Go through the entries below and copy every line that holds the word "yellow".
··· Excerpted records ···
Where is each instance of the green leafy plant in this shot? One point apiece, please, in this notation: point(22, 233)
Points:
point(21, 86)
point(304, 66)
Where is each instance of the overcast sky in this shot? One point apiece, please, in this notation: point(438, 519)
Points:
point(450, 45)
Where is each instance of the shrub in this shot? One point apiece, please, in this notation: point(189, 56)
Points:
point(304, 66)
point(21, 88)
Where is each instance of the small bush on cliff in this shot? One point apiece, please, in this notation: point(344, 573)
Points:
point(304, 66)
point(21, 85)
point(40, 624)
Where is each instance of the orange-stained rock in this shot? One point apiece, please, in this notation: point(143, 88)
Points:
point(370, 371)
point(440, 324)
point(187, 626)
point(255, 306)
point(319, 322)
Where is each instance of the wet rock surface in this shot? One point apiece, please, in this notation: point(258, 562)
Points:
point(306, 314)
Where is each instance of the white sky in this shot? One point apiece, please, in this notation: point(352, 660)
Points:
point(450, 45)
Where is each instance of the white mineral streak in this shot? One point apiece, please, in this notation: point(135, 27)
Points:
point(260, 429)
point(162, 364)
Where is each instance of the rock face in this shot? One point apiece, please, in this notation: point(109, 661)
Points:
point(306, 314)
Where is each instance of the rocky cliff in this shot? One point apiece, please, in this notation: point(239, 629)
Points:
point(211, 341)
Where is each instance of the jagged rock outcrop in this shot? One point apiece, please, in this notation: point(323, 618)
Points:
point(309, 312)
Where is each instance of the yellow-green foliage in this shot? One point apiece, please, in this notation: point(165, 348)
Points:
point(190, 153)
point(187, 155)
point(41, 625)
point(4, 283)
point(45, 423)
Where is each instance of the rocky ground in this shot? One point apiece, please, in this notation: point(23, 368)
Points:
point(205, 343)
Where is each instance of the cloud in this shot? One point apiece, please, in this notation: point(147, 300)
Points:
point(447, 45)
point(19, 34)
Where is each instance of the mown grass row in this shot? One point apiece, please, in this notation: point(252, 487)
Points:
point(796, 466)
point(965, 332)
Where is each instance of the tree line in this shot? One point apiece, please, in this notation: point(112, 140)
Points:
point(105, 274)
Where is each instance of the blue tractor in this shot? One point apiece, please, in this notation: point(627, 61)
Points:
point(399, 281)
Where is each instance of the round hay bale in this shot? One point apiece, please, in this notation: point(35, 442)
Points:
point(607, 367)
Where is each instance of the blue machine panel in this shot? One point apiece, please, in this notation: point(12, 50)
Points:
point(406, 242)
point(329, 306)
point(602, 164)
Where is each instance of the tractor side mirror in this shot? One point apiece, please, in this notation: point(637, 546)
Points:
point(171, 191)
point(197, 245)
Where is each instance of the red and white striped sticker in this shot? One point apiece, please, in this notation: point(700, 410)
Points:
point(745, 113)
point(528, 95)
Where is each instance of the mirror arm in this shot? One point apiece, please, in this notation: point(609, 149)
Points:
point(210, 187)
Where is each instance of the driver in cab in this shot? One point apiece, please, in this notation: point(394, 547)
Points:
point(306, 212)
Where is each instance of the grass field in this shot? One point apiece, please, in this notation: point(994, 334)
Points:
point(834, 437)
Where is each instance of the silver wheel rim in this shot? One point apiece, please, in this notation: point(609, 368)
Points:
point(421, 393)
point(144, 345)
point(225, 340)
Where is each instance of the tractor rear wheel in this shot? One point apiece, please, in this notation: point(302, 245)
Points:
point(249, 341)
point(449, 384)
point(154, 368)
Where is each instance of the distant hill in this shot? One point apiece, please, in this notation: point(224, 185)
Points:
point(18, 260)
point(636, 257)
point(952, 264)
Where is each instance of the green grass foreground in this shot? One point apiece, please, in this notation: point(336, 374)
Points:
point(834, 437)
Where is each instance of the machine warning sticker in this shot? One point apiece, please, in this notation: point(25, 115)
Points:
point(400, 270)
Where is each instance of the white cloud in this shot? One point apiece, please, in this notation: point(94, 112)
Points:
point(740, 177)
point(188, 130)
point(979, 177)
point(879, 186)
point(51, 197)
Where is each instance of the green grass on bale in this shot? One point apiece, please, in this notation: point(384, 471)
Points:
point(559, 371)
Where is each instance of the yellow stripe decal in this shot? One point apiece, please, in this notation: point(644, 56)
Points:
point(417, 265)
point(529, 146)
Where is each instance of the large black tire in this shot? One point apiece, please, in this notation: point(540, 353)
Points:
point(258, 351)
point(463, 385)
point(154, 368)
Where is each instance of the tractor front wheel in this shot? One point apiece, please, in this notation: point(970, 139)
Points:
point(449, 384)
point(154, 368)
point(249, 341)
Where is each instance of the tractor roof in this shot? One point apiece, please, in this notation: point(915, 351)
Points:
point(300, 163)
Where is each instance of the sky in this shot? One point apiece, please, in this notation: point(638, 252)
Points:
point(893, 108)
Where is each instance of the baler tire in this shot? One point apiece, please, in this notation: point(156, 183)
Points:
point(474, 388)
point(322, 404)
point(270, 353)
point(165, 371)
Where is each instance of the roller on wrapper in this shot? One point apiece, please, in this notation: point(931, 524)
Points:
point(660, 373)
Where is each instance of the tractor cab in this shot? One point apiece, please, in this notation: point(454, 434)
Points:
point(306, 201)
···
* Solution for this exercise
Where is each instance of the yellow-green foliage in this shot? One point apiece, please, in this notation: point(165, 348)
Where is each instance of the yellow stripe decal in this shot? One point apiece, please, in this notation: point(644, 56)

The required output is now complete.